- Short problem:
Update the items below by changing every "pixel coordinates" to "image coordinates" and keeping all other text the same. Write the items out again without the pictures.

- Supplied data:
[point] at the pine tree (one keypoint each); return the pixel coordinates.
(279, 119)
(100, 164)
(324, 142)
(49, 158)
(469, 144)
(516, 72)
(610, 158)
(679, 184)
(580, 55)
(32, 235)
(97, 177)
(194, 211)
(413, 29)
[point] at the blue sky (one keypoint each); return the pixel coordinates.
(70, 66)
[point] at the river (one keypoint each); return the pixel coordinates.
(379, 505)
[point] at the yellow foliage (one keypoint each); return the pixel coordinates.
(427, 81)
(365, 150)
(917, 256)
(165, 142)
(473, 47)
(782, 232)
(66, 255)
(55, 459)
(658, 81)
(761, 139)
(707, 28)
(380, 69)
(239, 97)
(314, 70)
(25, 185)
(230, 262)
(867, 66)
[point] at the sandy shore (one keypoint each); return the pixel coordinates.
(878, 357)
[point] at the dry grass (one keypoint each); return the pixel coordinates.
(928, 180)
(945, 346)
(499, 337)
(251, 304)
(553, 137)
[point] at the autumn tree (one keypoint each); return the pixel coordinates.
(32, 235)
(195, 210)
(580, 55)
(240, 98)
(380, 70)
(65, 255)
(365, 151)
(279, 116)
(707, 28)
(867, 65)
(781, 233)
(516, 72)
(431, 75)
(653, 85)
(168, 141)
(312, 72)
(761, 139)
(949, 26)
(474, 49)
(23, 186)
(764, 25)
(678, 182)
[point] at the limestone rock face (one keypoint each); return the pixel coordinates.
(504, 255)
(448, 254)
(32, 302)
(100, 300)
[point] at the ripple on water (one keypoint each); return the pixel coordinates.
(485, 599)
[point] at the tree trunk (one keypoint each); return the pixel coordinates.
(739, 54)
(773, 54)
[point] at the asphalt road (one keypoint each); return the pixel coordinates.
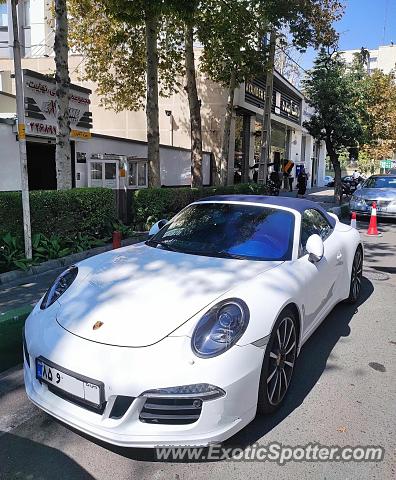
(343, 393)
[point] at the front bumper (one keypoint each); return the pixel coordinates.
(132, 371)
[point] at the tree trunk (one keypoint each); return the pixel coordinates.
(337, 170)
(225, 147)
(152, 115)
(195, 108)
(61, 48)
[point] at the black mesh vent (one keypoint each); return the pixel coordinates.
(171, 411)
(120, 406)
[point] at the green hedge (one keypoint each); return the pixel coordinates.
(152, 204)
(64, 212)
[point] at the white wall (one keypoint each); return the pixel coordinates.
(175, 163)
(10, 174)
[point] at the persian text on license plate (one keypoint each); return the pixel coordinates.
(87, 390)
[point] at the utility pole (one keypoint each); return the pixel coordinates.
(21, 131)
(266, 126)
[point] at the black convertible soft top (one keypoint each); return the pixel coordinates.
(298, 204)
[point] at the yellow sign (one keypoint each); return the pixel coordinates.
(21, 131)
(80, 134)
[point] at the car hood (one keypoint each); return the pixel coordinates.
(378, 193)
(141, 294)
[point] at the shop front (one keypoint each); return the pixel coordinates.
(292, 148)
(40, 120)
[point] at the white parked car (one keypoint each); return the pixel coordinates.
(182, 339)
(328, 180)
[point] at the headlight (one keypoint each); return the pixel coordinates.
(357, 199)
(59, 287)
(220, 328)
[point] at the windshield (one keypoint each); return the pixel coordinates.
(380, 182)
(229, 230)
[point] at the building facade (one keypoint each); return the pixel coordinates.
(289, 140)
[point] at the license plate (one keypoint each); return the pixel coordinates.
(74, 385)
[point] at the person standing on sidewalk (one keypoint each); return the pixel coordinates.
(291, 179)
(302, 181)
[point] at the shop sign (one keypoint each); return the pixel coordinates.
(40, 107)
(290, 108)
(255, 90)
(387, 164)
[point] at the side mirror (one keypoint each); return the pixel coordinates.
(335, 216)
(315, 248)
(157, 227)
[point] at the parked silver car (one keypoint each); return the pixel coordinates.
(380, 189)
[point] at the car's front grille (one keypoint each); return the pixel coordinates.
(171, 411)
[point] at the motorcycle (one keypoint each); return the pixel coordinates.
(273, 187)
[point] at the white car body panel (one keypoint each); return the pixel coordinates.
(150, 301)
(116, 292)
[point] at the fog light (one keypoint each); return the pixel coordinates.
(203, 391)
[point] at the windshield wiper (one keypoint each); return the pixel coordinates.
(162, 244)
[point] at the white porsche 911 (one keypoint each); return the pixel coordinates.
(182, 339)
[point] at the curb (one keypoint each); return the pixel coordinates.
(24, 276)
(11, 325)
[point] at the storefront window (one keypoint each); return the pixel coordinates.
(142, 174)
(132, 176)
(110, 175)
(103, 174)
(137, 173)
(96, 174)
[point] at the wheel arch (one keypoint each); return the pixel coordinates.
(295, 309)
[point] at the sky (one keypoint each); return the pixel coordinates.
(366, 23)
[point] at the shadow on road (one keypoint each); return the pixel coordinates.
(310, 365)
(21, 458)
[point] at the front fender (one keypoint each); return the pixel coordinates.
(266, 296)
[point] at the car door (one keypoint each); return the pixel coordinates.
(320, 278)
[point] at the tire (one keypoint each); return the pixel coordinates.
(278, 364)
(356, 277)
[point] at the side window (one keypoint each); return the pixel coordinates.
(314, 222)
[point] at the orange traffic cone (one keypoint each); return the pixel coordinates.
(373, 230)
(353, 220)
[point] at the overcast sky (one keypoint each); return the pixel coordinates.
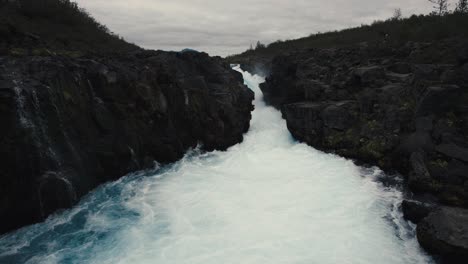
(222, 27)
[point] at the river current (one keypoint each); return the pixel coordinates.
(269, 199)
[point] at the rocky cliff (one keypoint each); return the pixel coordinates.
(69, 124)
(401, 107)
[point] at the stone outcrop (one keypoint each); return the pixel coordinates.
(71, 124)
(403, 108)
(445, 232)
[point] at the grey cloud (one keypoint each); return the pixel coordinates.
(222, 27)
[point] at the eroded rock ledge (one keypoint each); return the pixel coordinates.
(71, 124)
(403, 108)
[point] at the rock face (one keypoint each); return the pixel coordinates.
(71, 124)
(445, 232)
(403, 108)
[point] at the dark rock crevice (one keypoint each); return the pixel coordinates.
(70, 124)
(403, 108)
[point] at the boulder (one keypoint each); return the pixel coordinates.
(439, 99)
(453, 151)
(445, 232)
(370, 74)
(72, 124)
(415, 211)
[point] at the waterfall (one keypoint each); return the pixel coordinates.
(269, 199)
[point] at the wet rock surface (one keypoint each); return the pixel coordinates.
(445, 232)
(403, 108)
(69, 124)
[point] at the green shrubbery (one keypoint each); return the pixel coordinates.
(419, 28)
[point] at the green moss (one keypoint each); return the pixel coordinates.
(373, 149)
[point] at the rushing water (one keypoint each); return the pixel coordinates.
(267, 200)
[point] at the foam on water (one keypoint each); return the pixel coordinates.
(267, 200)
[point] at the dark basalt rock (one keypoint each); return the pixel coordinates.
(445, 232)
(416, 211)
(71, 124)
(377, 105)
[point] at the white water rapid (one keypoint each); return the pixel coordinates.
(269, 200)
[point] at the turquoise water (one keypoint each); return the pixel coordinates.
(269, 199)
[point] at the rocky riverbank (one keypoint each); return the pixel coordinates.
(70, 124)
(401, 107)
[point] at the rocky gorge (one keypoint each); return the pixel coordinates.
(400, 107)
(70, 124)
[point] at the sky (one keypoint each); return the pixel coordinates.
(222, 27)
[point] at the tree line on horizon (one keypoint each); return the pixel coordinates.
(439, 19)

- Task answer:
[point] at the pine tree (one keypoint each); return the image coordinates.
(279, 119)
(100, 164)
(324, 142)
(49, 158)
(469, 144)
(516, 72)
(610, 158)
(679, 184)
(580, 55)
(32, 235)
(97, 177)
(194, 211)
(413, 29)
[point] at the blue sky (one keypoint each); return the image coordinates.
(70, 66)
[point] at the river (one keypoint each); return the image coordinates.
(379, 505)
[point] at the yellow foliage (one keypoint each); return the image coordinates.
(427, 81)
(365, 150)
(917, 256)
(165, 142)
(473, 47)
(782, 232)
(66, 255)
(55, 459)
(658, 81)
(761, 139)
(707, 28)
(380, 69)
(239, 97)
(314, 70)
(25, 185)
(230, 262)
(867, 66)
[point] at the sandy shore (one keypoint each); return the image coordinates.
(878, 357)
[point] at the dry grass (one keypoint each); return the image coordinates.
(928, 180)
(945, 346)
(499, 337)
(251, 304)
(553, 137)
[point] at the autumn tree (one keypoint each); return the image coordinates.
(32, 235)
(195, 210)
(580, 55)
(240, 98)
(380, 70)
(65, 255)
(365, 151)
(279, 116)
(707, 28)
(867, 65)
(781, 233)
(516, 72)
(431, 75)
(653, 85)
(168, 141)
(312, 72)
(761, 139)
(949, 26)
(474, 49)
(23, 186)
(764, 25)
(678, 182)
[point] at the limestone rock face (one keypoint each); return the image coordinates.
(504, 255)
(448, 254)
(32, 302)
(100, 300)
[point] at the ripple on water (one keypoint each); return the image coordinates.
(485, 599)
[point] at the tree trunk (one keypoint each); return the image coordinates.
(739, 54)
(773, 54)
[point] at the asphalt road (one keypoint each); return the image coordinates.
(343, 393)
[point] at the front bumper (one keypoint each); return the image coordinates.
(132, 371)
[point] at the tree trunk (one keypoint each); return the image coordinates.
(337, 170)
(225, 147)
(152, 115)
(195, 108)
(61, 48)
[point] at the black mesh vent (one keypoint each); return the image coordinates.
(171, 411)
(120, 406)
[point] at the green hedge (one keypoint each); return the image coordinates.
(152, 204)
(64, 212)
[point] at the white wall (one keypoint each); return the image coordinates.
(175, 163)
(10, 174)
[point] at the persian text on license plate (one keypoint each); return the image coordinates.
(87, 390)
[point] at the utility pole (one keypoint each); return the image coordinates.
(21, 131)
(266, 126)
[point] at the black convertible soft top (one keypoint each); return the image coordinates.
(298, 204)
[point] at the yellow sign (one keypoint each); return the image coordinates.
(21, 131)
(80, 134)
[point] at the car hood (one keypoint each); return the image coordinates.
(378, 193)
(141, 294)
[point] at the shop front (one keypoint each); return the image coordinates.
(292, 148)
(40, 120)
[point] at the white parked car (one keypoint each); return the image coordinates.
(182, 339)
(328, 180)
[point] at the headlight (one keypoint each); return the image coordinates.
(357, 199)
(59, 287)
(220, 328)
[point] at the windshield (one keypoint each); return the image coordinates.
(380, 182)
(229, 230)
[point] at the building facade (one keypoint each); return the image coordinates.
(289, 140)
[point] at the license plate (one keypoint each); return the image coordinates.
(74, 385)
[point] at the person standing on sidewalk (one keypoint each); return the image coordinates.
(291, 179)
(302, 181)
[point] at the shop sign (one keypoint each); return the image coordinates.
(40, 107)
(290, 108)
(255, 90)
(387, 164)
[point] at the side mirror (one keypoint each); return the image coordinates.
(335, 216)
(315, 248)
(157, 227)
[point] at the parked silver car (one keypoint each); return the image coordinates.
(380, 189)
[point] at the car's front grille (one keypoint each); return the image coordinates.
(171, 411)
[point] at the motorcycle (one keypoint each); return the image coordinates.
(273, 187)
[point] at the white car body panel (one keypoint each); return the image coordinates.
(150, 301)
(116, 292)
[point] at the fog light (one keypoint each); return the image coordinates.
(203, 391)
[point] at the windshield wiper (one keypoint each); return the image coordinates.
(162, 244)
[point] at the white porsche 911 (one keypoint each); return the image coordinates.
(182, 339)
[point] at the curb (one keypoint each); return the image coordinates.
(24, 276)
(11, 325)
[point] at the storefront window (one keypoint each); return the image coordinates.
(142, 174)
(132, 176)
(110, 175)
(103, 174)
(137, 173)
(96, 174)
[point] at the wheel arch (one keypoint each); return the image coordinates.
(295, 309)
[point] at the sky (one keypoint each); return the image coordinates.
(366, 23)
[point] at the shadow on road (one keypoint each); return the image coordinates.
(310, 365)
(21, 458)
[point] at the front fender (one keypoint each); return the image coordinates.
(266, 296)
[point] at the car door (one keypoint each); return the image coordinates.
(320, 278)
[point] at the tire (one keypoint each); return the image coordinates.
(278, 364)
(356, 277)
[point] at the side window (one keypoint each); return the image coordinates.
(314, 222)
[point] at the orange traffic cone (one keypoint each); return the image coordinates.
(373, 230)
(353, 220)
[point] at the overcast sky (one keypoint each); return the image coordinates.
(222, 27)
[point] at the river current (one keypoint each); return the image coordinates.
(269, 199)
[point] at the rocky cliff (one keypoint each); return the image coordinates.
(69, 124)
(401, 107)
[point] at the stone outcrop (one keypoint each); return the image coordinates.
(71, 124)
(403, 108)
(445, 232)
[point] at the grey cloud (one keypoint each); return the image coordinates.
(222, 27)
[point] at the eroded rock ledge (one keypoint each); return the image coordinates.
(71, 124)
(403, 108)
[point] at the rock face (one keypoint each); return the image coordinates.
(71, 124)
(445, 232)
(403, 108)
[point] at the dark rock crevice (one keypoint each); return the image coordinates.
(70, 124)
(403, 108)
[point] at the boulder (one keypoint each); return the image coordinates.
(439, 99)
(453, 151)
(445, 232)
(370, 74)
(72, 124)
(415, 211)
[point] at the waterfall (one keypoint each); return the image coordinates.
(269, 199)
[point] at the wet rock surface (one keypoint each); return the image coordinates.
(445, 232)
(403, 108)
(69, 124)
[point] at the green shrubbery (one keypoint each); return the image coordinates.
(419, 28)
[point] at the green moss (one keypoint each); return the image coordinates.
(373, 149)
[point] at the rushing water (one keypoint each); return the image coordinates.
(267, 200)
[point] at the foam on water (one keypoint each); return the image coordinates.
(267, 200)
[point] at the dark basalt rock (one keypoint each); return the image coordinates.
(445, 232)
(416, 211)
(71, 124)
(377, 105)
[point] at the white water rapid (one keypoint each); return the image coordinates.
(269, 200)
[point] at the turquoise water (one keypoint each); return the image coordinates.
(269, 199)
[point] at the rocky riverbank (one keypoint each); return the image coordinates.
(70, 124)
(401, 107)
[point] at the rocky gorge (one keypoint each); return the image coordinates.
(400, 107)
(70, 124)
[point] at the sky (one keypoint each); return the image coordinates.
(222, 27)
[point] at the tree line on horizon (one keypoint each); return the image coordinates.
(439, 19)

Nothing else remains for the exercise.